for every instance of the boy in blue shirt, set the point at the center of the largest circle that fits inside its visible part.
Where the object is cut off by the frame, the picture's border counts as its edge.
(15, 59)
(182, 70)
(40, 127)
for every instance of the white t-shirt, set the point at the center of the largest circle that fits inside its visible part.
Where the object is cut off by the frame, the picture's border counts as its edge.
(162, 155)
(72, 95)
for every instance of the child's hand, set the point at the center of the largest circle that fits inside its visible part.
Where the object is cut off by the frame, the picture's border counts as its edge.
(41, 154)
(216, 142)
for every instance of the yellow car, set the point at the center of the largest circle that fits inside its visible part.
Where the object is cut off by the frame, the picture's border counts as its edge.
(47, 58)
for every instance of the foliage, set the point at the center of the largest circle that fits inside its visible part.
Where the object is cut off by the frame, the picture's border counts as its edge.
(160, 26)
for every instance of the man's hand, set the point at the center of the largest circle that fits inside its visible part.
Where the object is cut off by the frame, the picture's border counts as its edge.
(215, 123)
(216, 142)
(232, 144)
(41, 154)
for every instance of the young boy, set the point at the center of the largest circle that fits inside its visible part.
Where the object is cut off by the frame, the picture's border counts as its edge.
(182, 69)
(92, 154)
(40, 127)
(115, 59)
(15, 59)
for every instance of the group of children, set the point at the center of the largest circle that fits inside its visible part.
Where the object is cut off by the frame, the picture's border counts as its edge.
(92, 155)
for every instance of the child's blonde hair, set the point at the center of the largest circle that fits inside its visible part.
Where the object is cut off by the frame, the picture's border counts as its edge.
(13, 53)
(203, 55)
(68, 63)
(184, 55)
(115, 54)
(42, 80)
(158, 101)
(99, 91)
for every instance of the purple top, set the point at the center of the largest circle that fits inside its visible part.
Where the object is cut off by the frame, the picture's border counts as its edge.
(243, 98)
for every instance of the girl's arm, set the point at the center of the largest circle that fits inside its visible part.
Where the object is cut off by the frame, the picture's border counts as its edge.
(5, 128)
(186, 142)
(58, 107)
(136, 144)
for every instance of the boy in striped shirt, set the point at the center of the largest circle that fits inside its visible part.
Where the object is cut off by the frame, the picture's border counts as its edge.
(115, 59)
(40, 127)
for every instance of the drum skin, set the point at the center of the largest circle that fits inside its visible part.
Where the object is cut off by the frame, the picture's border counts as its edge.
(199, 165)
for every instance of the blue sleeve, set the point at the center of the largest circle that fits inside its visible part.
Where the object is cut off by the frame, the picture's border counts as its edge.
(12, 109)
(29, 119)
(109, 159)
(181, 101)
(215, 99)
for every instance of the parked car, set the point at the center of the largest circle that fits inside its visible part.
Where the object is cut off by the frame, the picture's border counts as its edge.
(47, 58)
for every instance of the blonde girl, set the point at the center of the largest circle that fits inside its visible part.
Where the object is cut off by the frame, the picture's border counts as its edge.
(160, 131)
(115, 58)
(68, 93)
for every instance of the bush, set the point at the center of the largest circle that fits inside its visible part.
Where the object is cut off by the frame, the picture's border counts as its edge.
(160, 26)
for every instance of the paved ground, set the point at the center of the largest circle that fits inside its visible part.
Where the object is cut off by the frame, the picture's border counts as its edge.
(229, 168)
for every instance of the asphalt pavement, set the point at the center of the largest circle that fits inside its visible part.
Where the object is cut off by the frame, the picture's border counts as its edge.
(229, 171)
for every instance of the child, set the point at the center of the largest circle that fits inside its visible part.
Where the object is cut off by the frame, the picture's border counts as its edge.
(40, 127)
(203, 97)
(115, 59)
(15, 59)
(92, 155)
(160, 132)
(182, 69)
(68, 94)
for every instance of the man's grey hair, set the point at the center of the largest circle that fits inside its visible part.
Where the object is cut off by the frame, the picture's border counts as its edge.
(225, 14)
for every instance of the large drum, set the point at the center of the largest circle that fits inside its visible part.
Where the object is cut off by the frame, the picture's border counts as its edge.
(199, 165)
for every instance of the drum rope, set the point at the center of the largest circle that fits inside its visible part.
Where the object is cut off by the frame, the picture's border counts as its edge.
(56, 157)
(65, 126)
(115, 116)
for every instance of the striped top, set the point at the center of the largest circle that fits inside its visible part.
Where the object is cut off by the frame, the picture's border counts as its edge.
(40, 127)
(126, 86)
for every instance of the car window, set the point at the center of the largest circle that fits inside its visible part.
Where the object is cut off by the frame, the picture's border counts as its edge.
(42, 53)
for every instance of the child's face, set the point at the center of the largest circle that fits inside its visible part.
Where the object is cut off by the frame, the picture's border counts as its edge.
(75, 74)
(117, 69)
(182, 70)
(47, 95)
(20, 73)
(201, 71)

=-=-=-=-=

## The task
The data above should be returned in full, exactly as written.

## Worked solution
for every instance of the boy in blue shirt, set the point at the center of the largest circle that fits inside its visible part.
Where the object is cut off by the frame, the picture's border counts as its edge.
(15, 59)
(182, 70)
(40, 127)
for every instance of the white t-shirt, set the point at the center of the largest circle that fits inside its visible part.
Where the object is cut off by the frame, the picture's border counts as its edge.
(162, 155)
(72, 95)
for every instance of the child's hand, set the point at the center of the largest circle that fits inside its visible part.
Where the object is cut off by the frame, the picture's border counts as its edge.
(41, 154)
(216, 142)
for every instance of the yellow car, set the point at the center of the largest circle that fits inside its visible part.
Where the object is cut off by the frame, the picture's border counts as its edge.
(47, 58)
for every instance of the foliage, set the point at the center of the largest circle that fits inside its visible part.
Where the object is cut off by the frame, the picture's border counts as its edge.
(160, 26)
for every instance of the man's hand, set the point at the center of the largest circle that fits inside its visible part.
Where the object is cut off by the frame, the picture's border counts as its edge.
(215, 123)
(216, 142)
(232, 144)
(41, 154)
for every instance of the young boy, set the point at the center of the largest circle that fits inside its visible part.
Where the object is cut off by the frame, the picture's border counts as its edge.
(182, 69)
(92, 154)
(40, 127)
(115, 59)
(15, 59)
for every instance of the group of children, set the point at the center of the largest circle that fits inside its visible part.
Where the object is cut off by the frame, the picture's border counts as its edge.
(92, 155)
for every instance of the child's blonde hair, set the point at the center of the largest circle that fits inside its visible part.
Where the object is cut off by the frame, the picture's border counts as its edge.
(13, 53)
(203, 55)
(68, 63)
(184, 55)
(115, 54)
(42, 80)
(158, 101)
(99, 91)
for every instance of the purple top, set the point at the center of the largest circle that fits inside its visible part.
Where the object is cut off by the frame, the picture's border counts as its edge.
(243, 98)
for every instance of the girl's arm, set the point at the center of the largest circle that fits inside its visible part.
Where the object is cut off by the frame, the picture's border counts as its edge.
(5, 128)
(186, 142)
(58, 107)
(136, 144)
for every instance of the boy in striped shirt, set the point at the center of the largest circle that fits inside its visible part.
Where the object is cut off by the frame, the picture's border counts as its edge.
(115, 59)
(40, 127)
for every instance of the drum skin, set the point at the center of the largest circle that fits inside its visible part.
Where the object is cut off by the frame, the picture's border counts as its edge.
(199, 165)
for every instance of the blue sleeve, set the point at the center of the largest circle that fits inside its visible part.
Where the object is cut off by the frame, the picture's border counts as its edge.
(12, 109)
(29, 119)
(109, 159)
(181, 101)
(215, 99)
for every instance of the parked car, set the point at the center of the largest circle that fits inside its visible part.
Where the object is cut off by the frame, the picture's border counts as its edge.
(47, 58)
for every instance of the blonde girl, set the point at the center of the largest circle that fits inside its visible part.
Where the object is cut off by the frame, the picture's border counts as its edge.
(160, 131)
(115, 58)
(68, 93)
for every instance of the bush, set the point at the center of the largest circle that fits inside its visible part.
Where the object is cut off by the frame, the picture's border counts as its edge.
(160, 26)
for every instance of the paved ground, set the point at the center of the largest circle that fits inside its visible part.
Where the object is cut off by the frame, the picture's border counts as its edge.
(229, 168)
for every instance of the asphalt pavement, set the point at the center of the largest circle that fits inside its visible part.
Where the object is cut off by the frame, the picture's border counts as its edge.
(229, 171)
for every instance of the child, set the point at the center of the largest circle that fits inside its visible part.
Where the object is cut off by the frame, the picture's border counts as its edge.
(40, 127)
(203, 97)
(115, 59)
(15, 59)
(92, 155)
(160, 132)
(182, 69)
(68, 94)
for every instance of the man's grey hair, set the point at the center of the largest circle that fits inside its visible part.
Where the object is cut off by the frame, the picture's border counts as its edge.
(225, 14)
for every instance of the large drum, set the point at the center of the largest circle that fits inside its visible part.
Where the object is cut off by the frame, the picture's border counts as its edge.
(199, 165)
for every instance of the drum rope, set the point at the center of the largest circle that fits inside its visible part.
Where the object is cut off by the frame, the picture's border counts as its edge.
(56, 157)
(65, 126)
(115, 116)
for every instance of the striped top, set the point at the center of the largest circle that fits inside its visible part.
Where the object is cut off by the frame, the picture's border counts as its edge.
(40, 127)
(126, 86)
for every instance of the car window, set the point at the center of the largest circle that fits inside its visible part.
Where the object is cut off by the frame, the picture's border counts as its edge.
(42, 53)
for every instance of the child's face, set the point at the center of the largest circle that fits inside its visible part.
Where the object is cut off by the frame, the picture's border counts as its edge.
(75, 74)
(117, 69)
(182, 70)
(47, 95)
(20, 73)
(201, 71)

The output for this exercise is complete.